▸ CHALLENGE
Pick out every line in the listing below that contains the string "hair" and copy each line. Case counts, so a line matches only if the letters have the same capitalization.

☆ ☆ ☆ ☆

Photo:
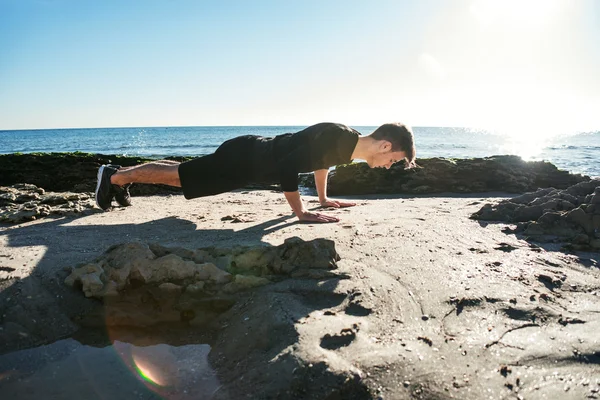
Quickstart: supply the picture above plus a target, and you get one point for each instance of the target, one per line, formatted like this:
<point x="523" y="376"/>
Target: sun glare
<point x="517" y="13"/>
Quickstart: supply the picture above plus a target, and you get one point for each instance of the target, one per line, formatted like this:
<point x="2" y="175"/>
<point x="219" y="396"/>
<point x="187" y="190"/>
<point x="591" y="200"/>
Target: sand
<point x="427" y="303"/>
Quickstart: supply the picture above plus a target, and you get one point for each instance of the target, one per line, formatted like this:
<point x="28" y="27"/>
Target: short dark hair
<point x="401" y="138"/>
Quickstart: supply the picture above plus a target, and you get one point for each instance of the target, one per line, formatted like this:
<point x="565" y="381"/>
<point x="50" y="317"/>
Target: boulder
<point x="437" y="175"/>
<point x="567" y="215"/>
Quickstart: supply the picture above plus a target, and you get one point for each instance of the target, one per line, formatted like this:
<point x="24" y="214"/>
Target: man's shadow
<point x="42" y="307"/>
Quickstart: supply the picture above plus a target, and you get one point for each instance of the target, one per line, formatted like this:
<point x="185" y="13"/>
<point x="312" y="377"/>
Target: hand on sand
<point x="308" y="216"/>
<point x="336" y="203"/>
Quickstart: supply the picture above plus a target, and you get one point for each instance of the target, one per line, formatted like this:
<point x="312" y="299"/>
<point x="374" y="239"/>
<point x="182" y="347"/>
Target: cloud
<point x="431" y="66"/>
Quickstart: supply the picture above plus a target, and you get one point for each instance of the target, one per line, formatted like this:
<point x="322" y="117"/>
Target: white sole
<point x="100" y="171"/>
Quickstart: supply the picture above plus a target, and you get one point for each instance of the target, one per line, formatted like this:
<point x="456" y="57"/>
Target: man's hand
<point x="336" y="203"/>
<point x="308" y="216"/>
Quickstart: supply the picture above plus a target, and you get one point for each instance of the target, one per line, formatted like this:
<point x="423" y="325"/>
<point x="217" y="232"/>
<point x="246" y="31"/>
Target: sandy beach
<point x="425" y="302"/>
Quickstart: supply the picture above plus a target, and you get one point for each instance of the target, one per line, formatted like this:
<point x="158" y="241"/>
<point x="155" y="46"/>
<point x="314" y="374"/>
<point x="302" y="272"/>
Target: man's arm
<point x="302" y="213"/>
<point x="321" y="184"/>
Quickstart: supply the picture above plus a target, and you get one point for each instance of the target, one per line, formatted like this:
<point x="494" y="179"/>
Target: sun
<point x="516" y="14"/>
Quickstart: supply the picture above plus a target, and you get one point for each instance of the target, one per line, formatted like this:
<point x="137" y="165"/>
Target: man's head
<point x="391" y="143"/>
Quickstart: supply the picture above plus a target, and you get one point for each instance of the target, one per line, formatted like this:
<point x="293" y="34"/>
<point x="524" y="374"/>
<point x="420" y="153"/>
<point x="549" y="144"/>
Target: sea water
<point x="578" y="152"/>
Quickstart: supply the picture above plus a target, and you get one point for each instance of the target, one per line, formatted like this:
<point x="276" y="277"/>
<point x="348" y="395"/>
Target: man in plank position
<point x="251" y="159"/>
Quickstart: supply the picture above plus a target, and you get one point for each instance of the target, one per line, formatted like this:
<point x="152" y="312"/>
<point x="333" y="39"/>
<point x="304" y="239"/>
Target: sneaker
<point x="122" y="195"/>
<point x="104" y="189"/>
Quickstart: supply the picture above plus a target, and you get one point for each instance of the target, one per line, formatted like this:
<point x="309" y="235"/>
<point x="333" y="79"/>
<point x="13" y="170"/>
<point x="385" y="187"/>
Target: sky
<point x="531" y="64"/>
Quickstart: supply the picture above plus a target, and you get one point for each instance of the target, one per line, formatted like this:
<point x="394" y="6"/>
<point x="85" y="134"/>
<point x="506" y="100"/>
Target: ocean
<point x="575" y="152"/>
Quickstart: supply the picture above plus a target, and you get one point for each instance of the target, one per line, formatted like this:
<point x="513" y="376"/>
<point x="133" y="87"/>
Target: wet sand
<point x="427" y="302"/>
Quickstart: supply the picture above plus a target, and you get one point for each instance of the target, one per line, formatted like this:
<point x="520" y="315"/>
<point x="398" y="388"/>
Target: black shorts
<point x="230" y="167"/>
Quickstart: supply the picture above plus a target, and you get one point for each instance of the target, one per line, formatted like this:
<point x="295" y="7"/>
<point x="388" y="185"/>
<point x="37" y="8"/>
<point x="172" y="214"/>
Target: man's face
<point x="386" y="159"/>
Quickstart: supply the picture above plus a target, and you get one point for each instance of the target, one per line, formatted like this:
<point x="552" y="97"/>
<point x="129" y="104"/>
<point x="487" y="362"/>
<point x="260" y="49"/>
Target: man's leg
<point x="113" y="181"/>
<point x="158" y="172"/>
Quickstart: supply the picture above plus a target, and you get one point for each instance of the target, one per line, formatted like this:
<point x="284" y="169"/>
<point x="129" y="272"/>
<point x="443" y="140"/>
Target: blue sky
<point x="484" y="63"/>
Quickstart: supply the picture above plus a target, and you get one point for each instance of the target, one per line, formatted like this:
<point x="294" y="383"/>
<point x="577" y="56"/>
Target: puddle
<point x="68" y="369"/>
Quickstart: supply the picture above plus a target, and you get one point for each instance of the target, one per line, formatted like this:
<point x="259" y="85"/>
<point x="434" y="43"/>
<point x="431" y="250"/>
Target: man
<point x="247" y="159"/>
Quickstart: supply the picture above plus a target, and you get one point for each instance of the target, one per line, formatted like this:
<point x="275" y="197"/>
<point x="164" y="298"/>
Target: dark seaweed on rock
<point x="438" y="175"/>
<point x="571" y="215"/>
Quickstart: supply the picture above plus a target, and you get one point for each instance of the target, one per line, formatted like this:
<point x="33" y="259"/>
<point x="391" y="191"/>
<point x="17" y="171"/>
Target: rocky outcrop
<point x="26" y="202"/>
<point x="74" y="172"/>
<point x="571" y="215"/>
<point x="143" y="284"/>
<point x="437" y="175"/>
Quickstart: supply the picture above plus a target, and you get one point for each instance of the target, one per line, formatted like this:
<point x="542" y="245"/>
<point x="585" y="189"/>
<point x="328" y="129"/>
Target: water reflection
<point x="69" y="370"/>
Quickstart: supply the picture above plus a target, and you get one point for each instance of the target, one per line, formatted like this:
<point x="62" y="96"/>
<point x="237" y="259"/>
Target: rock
<point x="75" y="276"/>
<point x="92" y="284"/>
<point x="498" y="173"/>
<point x="244" y="282"/>
<point x="210" y="272"/>
<point x="580" y="218"/>
<point x="21" y="203"/>
<point x="554" y="214"/>
<point x="169" y="268"/>
<point x="195" y="288"/>
<point x="141" y="289"/>
<point x="170" y="288"/>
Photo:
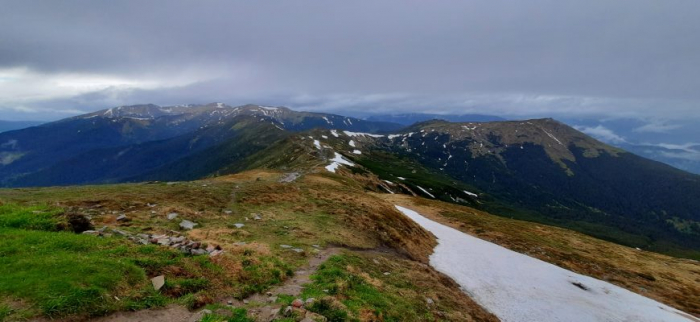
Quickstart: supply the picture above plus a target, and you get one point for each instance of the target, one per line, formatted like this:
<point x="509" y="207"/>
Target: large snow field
<point x="516" y="287"/>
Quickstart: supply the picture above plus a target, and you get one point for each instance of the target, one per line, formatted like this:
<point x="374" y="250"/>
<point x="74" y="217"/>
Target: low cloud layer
<point x="638" y="59"/>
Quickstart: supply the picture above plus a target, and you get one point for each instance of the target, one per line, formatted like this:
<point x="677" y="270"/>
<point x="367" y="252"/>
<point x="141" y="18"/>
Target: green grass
<point x="235" y="315"/>
<point x="333" y="279"/>
<point x="60" y="273"/>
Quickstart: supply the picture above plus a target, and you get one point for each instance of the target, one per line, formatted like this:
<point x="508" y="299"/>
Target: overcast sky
<point x="602" y="59"/>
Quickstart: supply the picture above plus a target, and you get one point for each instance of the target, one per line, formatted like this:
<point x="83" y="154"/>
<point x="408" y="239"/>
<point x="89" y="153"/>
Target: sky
<point x="601" y="60"/>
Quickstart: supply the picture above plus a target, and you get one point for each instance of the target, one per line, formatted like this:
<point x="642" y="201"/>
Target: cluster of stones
<point x="178" y="242"/>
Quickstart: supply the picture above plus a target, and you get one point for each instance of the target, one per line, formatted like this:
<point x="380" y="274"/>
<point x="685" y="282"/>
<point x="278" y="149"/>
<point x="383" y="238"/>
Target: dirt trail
<point x="266" y="311"/>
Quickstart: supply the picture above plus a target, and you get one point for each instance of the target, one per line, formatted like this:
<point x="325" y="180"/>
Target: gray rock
<point x="158" y="282"/>
<point x="186" y="224"/>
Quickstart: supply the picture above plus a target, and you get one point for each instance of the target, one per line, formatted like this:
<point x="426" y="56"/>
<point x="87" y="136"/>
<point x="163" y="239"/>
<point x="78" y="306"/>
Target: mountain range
<point x="537" y="170"/>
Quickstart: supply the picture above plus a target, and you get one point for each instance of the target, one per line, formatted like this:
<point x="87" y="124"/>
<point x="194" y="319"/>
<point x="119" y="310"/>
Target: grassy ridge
<point x="59" y="273"/>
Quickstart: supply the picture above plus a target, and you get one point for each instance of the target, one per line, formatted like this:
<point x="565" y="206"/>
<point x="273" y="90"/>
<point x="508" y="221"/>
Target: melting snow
<point x="516" y="287"/>
<point x="337" y="161"/>
<point x="426" y="192"/>
<point x="348" y="133"/>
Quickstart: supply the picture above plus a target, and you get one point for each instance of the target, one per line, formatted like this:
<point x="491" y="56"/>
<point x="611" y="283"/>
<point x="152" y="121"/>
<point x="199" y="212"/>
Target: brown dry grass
<point x="673" y="281"/>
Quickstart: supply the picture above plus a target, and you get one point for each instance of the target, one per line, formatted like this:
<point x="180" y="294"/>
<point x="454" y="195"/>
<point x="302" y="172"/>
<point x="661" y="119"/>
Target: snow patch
<point x="348" y="133"/>
<point x="516" y="287"/>
<point x="426" y="192"/>
<point x="337" y="161"/>
<point x="553" y="137"/>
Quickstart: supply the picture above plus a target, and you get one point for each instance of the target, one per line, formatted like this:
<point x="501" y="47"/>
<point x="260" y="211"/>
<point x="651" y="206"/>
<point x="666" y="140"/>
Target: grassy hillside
<point x="377" y="272"/>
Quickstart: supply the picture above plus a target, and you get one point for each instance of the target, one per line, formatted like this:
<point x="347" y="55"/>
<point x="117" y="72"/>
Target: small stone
<point x="186" y="224"/>
<point x="158" y="282"/>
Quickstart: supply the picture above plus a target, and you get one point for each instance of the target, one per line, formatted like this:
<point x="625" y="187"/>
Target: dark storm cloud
<point x="523" y="58"/>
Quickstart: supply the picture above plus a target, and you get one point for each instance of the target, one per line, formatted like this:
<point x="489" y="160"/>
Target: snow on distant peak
<point x="337" y="161"/>
<point x="348" y="133"/>
<point x="516" y="287"/>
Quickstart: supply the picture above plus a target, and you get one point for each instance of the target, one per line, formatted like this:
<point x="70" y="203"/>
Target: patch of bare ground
<point x="672" y="281"/>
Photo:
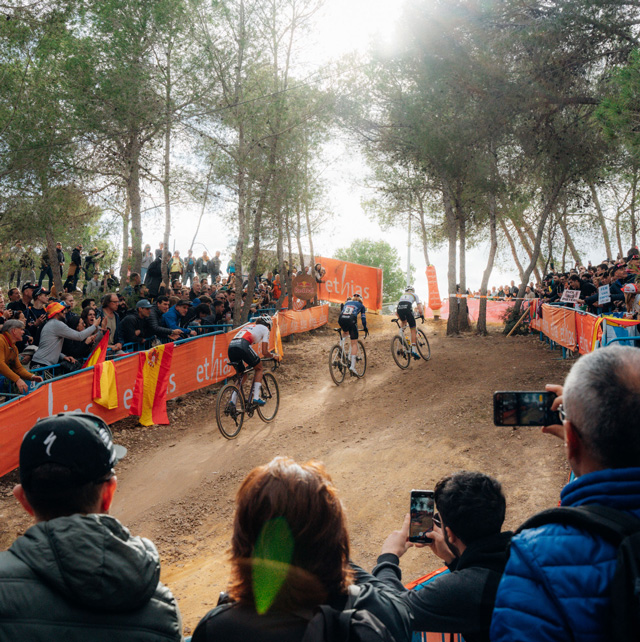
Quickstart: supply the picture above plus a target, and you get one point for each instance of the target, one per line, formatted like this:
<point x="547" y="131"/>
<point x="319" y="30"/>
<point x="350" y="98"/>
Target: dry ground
<point x="379" y="437"/>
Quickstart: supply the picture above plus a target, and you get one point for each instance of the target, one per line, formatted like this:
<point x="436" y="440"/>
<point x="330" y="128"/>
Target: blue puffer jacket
<point x="557" y="577"/>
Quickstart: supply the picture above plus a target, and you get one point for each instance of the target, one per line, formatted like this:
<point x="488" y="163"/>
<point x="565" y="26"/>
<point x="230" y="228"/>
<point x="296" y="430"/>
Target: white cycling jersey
<point x="410" y="296"/>
<point x="254" y="333"/>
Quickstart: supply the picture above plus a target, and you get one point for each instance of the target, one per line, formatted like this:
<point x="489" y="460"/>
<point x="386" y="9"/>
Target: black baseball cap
<point x="81" y="442"/>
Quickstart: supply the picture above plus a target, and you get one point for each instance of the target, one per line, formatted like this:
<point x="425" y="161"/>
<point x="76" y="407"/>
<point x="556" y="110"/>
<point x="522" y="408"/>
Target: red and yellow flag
<point x="105" y="385"/>
<point x="99" y="352"/>
<point x="150" y="392"/>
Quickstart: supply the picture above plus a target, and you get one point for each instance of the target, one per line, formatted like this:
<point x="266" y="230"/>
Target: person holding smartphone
<point x="467" y="536"/>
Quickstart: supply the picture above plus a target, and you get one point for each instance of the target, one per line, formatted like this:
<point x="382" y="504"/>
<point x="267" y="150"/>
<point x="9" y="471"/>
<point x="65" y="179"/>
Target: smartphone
<point x="524" y="409"/>
<point x="421" y="510"/>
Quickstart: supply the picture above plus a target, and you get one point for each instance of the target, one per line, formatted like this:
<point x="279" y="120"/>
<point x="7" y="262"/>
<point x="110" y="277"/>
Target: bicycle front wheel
<point x="337" y="368"/>
<point x="400" y="354"/>
<point x="271" y="394"/>
<point x="230" y="411"/>
<point x="361" y="360"/>
<point x="422" y="343"/>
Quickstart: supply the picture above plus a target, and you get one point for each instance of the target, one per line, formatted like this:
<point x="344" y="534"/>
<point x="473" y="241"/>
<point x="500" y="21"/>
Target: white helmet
<point x="264" y="319"/>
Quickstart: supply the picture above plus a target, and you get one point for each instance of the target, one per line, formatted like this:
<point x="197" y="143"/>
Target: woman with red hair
<point x="290" y="561"/>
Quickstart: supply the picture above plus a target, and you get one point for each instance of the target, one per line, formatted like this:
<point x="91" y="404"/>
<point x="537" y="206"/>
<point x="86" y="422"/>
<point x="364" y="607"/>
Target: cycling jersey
<point x="405" y="308"/>
<point x="254" y="333"/>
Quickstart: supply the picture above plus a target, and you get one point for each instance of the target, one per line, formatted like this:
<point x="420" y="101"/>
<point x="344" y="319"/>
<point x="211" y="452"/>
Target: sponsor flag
<point x="150" y="392"/>
<point x="434" y="294"/>
<point x="105" y="385"/>
<point x="99" y="352"/>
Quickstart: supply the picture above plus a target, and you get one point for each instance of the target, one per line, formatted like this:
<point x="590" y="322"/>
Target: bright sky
<point x="344" y="26"/>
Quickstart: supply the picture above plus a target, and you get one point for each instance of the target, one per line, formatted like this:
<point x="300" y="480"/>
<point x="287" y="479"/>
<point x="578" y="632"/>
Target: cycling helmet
<point x="264" y="319"/>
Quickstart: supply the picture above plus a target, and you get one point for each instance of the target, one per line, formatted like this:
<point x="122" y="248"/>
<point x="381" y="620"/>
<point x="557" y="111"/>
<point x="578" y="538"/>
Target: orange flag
<point x="434" y="295"/>
<point x="105" y="385"/>
<point x="150" y="392"/>
<point x="99" y="352"/>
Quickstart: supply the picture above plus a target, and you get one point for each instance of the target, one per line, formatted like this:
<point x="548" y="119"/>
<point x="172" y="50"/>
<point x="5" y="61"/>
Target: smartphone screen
<point x="524" y="409"/>
<point x="421" y="510"/>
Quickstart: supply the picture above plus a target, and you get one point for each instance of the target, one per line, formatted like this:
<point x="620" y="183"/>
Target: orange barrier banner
<point x="434" y="294"/>
<point x="587" y="328"/>
<point x="196" y="364"/>
<point x="344" y="279"/>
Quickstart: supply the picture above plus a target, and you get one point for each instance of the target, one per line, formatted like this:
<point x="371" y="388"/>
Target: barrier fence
<point x="197" y="362"/>
<point x="578" y="330"/>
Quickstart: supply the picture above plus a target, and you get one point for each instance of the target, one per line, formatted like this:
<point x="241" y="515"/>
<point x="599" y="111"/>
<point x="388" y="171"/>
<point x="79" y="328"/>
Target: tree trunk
<point x="133" y="196"/>
<point x="166" y="186"/>
<point x="569" y="240"/>
<point x="484" y="286"/>
<point x="603" y="224"/>
<point x="452" y="236"/>
<point x="512" y="245"/>
<point x="546" y="211"/>
<point x="53" y="258"/>
<point x="463" y="314"/>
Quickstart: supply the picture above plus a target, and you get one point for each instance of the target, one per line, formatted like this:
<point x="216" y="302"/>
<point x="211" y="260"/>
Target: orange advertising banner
<point x="345" y="279"/>
<point x="196" y="363"/>
<point x="434" y="294"/>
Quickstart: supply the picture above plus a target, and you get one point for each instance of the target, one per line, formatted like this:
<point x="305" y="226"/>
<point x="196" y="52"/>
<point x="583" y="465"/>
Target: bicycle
<point x="401" y="345"/>
<point x="230" y="415"/>
<point x="340" y="359"/>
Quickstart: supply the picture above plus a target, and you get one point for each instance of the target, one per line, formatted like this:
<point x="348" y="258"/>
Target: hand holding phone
<point x="512" y="408"/>
<point x="421" y="509"/>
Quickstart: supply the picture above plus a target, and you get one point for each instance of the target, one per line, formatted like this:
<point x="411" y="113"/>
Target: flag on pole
<point x="99" y="352"/>
<point x="150" y="392"/>
<point x="105" y="385"/>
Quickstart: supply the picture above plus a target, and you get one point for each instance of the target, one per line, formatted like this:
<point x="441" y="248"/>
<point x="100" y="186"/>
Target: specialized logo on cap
<point x="48" y="442"/>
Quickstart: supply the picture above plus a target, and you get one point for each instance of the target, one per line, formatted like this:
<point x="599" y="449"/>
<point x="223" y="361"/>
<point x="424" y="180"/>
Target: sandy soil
<point x="379" y="437"/>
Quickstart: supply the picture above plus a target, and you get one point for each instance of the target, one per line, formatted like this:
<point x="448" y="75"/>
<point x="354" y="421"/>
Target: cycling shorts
<point x="405" y="313"/>
<point x="349" y="324"/>
<point x="241" y="352"/>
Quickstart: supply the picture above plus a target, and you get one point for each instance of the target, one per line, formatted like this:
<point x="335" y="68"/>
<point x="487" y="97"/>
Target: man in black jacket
<point x="155" y="324"/>
<point x="469" y="541"/>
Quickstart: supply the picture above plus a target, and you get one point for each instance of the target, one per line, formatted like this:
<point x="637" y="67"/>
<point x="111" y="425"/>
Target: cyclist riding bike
<point x="240" y="353"/>
<point x="348" y="321"/>
<point x="405" y="314"/>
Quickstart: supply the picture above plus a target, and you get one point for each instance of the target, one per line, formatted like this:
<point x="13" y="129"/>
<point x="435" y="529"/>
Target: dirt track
<point x="379" y="437"/>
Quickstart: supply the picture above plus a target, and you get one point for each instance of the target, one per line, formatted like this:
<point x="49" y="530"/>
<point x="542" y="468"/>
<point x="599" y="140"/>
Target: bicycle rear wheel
<point x="337" y="369"/>
<point x="361" y="360"/>
<point x="229" y="415"/>
<point x="422" y="343"/>
<point x="271" y="394"/>
<point x="400" y="354"/>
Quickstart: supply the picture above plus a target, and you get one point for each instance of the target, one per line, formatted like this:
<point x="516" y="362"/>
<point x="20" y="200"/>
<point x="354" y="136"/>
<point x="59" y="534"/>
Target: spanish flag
<point x="99" y="352"/>
<point x="150" y="392"/>
<point x="105" y="386"/>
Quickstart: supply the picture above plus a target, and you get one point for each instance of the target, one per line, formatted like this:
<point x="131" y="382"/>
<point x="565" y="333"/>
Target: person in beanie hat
<point x="78" y="573"/>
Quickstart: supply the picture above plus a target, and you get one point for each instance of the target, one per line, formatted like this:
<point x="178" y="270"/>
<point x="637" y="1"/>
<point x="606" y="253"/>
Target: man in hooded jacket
<point x="78" y="574"/>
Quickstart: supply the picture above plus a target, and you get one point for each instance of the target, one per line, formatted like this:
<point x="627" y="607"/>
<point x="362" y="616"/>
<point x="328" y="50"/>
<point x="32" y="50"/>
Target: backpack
<point x="327" y="624"/>
<point x="623" y="530"/>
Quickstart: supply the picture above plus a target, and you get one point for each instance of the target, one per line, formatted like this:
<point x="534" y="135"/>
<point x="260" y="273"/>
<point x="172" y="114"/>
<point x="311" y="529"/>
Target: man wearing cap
<point x="24" y="302"/>
<point x="36" y="314"/>
<point x="174" y="317"/>
<point x="54" y="333"/>
<point x="10" y="366"/>
<point x="132" y="327"/>
<point x="78" y="574"/>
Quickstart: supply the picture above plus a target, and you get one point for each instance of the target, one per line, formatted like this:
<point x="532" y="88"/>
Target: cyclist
<point x="348" y="321"/>
<point x="241" y="352"/>
<point x="405" y="314"/>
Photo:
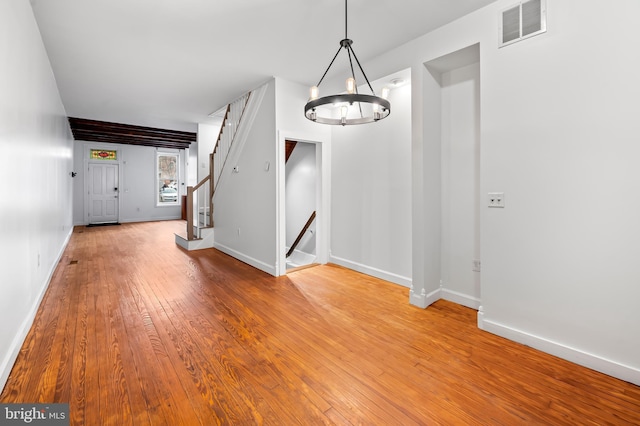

☆ ☆ ☆ ☆

▸ TASK SOLUTION
Target: short dark hair
Target: woman with red hair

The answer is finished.